## Given problem
Can you rewrite the records below as a JSON list of strings, one string per line, starting with the line that contains "Prove it: the wet" and going on through the end of the records? Leave out any blank lines.

## Data lines

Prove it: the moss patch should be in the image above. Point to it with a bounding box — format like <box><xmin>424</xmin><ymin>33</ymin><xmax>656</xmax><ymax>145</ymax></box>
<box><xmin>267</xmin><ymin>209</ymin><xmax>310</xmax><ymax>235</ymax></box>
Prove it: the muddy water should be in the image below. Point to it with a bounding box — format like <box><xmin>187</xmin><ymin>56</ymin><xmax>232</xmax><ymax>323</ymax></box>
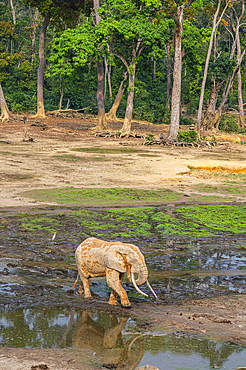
<box><xmin>0</xmin><ymin>207</ymin><xmax>246</xmax><ymax>370</ymax></box>
<box><xmin>0</xmin><ymin>206</ymin><xmax>246</xmax><ymax>307</ymax></box>
<box><xmin>0</xmin><ymin>309</ymin><xmax>246</xmax><ymax>370</ymax></box>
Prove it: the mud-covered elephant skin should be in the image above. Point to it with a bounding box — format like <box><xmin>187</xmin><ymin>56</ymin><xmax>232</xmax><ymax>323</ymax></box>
<box><xmin>73</xmin><ymin>238</ymin><xmax>157</xmax><ymax>307</ymax></box>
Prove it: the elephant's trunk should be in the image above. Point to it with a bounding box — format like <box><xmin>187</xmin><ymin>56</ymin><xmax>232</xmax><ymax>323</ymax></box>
<box><xmin>136</xmin><ymin>265</ymin><xmax>148</xmax><ymax>285</ymax></box>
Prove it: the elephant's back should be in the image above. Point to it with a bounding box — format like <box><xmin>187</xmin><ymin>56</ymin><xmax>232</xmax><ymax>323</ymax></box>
<box><xmin>75</xmin><ymin>238</ymin><xmax>109</xmax><ymax>276</ymax></box>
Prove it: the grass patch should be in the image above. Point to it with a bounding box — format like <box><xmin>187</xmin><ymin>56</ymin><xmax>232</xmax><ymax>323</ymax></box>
<box><xmin>10</xmin><ymin>205</ymin><xmax>246</xmax><ymax>240</ymax></box>
<box><xmin>188</xmin><ymin>195</ymin><xmax>224</xmax><ymax>203</ymax></box>
<box><xmin>194</xmin><ymin>182</ymin><xmax>246</xmax><ymax>195</ymax></box>
<box><xmin>72</xmin><ymin>148</ymin><xmax>143</xmax><ymax>154</ymax></box>
<box><xmin>54</xmin><ymin>154</ymin><xmax>110</xmax><ymax>162</ymax></box>
<box><xmin>0</xmin><ymin>172</ymin><xmax>33</xmax><ymax>181</ymax></box>
<box><xmin>190</xmin><ymin>169</ymin><xmax>246</xmax><ymax>183</ymax></box>
<box><xmin>138</xmin><ymin>153</ymin><xmax>161</xmax><ymax>157</ymax></box>
<box><xmin>23</xmin><ymin>188</ymin><xmax>182</xmax><ymax>204</ymax></box>
<box><xmin>176</xmin><ymin>205</ymin><xmax>246</xmax><ymax>234</ymax></box>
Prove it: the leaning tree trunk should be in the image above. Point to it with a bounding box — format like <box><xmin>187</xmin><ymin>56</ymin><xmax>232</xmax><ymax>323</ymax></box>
<box><xmin>211</xmin><ymin>50</ymin><xmax>245</xmax><ymax>129</ymax></box>
<box><xmin>201</xmin><ymin>80</ymin><xmax>225</xmax><ymax>131</ymax></box>
<box><xmin>106</xmin><ymin>73</ymin><xmax>127</xmax><ymax>121</ymax></box>
<box><xmin>197</xmin><ymin>0</ymin><xmax>230</xmax><ymax>136</ymax></box>
<box><xmin>35</xmin><ymin>13</ymin><xmax>50</xmax><ymax>118</ymax></box>
<box><xmin>94</xmin><ymin>0</ymin><xmax>108</xmax><ymax>131</ymax></box>
<box><xmin>121</xmin><ymin>63</ymin><xmax>136</xmax><ymax>137</ymax></box>
<box><xmin>235</xmin><ymin>21</ymin><xmax>245</xmax><ymax>127</ymax></box>
<box><xmin>167</xmin><ymin>41</ymin><xmax>171</xmax><ymax>109</ymax></box>
<box><xmin>166</xmin><ymin>6</ymin><xmax>184</xmax><ymax>141</ymax></box>
<box><xmin>96</xmin><ymin>60</ymin><xmax>108</xmax><ymax>131</ymax></box>
<box><xmin>0</xmin><ymin>83</ymin><xmax>16</xmax><ymax>122</ymax></box>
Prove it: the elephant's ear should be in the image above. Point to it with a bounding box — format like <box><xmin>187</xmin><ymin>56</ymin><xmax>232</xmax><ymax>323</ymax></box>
<box><xmin>104</xmin><ymin>248</ymin><xmax>126</xmax><ymax>272</ymax></box>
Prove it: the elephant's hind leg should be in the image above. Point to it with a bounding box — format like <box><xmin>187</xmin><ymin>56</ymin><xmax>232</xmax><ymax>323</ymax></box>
<box><xmin>79</xmin><ymin>273</ymin><xmax>91</xmax><ymax>298</ymax></box>
<box><xmin>106</xmin><ymin>268</ymin><xmax>131</xmax><ymax>307</ymax></box>
<box><xmin>108</xmin><ymin>273</ymin><xmax>125</xmax><ymax>306</ymax></box>
<box><xmin>108</xmin><ymin>289</ymin><xmax>118</xmax><ymax>306</ymax></box>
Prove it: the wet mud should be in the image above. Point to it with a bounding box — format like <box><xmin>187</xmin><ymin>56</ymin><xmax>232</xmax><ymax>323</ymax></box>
<box><xmin>0</xmin><ymin>204</ymin><xmax>246</xmax><ymax>369</ymax></box>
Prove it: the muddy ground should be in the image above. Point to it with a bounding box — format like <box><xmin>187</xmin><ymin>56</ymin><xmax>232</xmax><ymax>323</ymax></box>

## Result of the task
[
  "Prove it: the wet mud should be in the image above. Point to it with a bounding box — format like <box><xmin>187</xmin><ymin>56</ymin><xmax>232</xmax><ymax>323</ymax></box>",
  "<box><xmin>0</xmin><ymin>204</ymin><xmax>246</xmax><ymax>369</ymax></box>",
  "Prove it: the muddy ground should be in the image above. Point to it with a bounding box — format like <box><xmin>187</xmin><ymin>56</ymin><xmax>232</xmax><ymax>323</ymax></box>"
]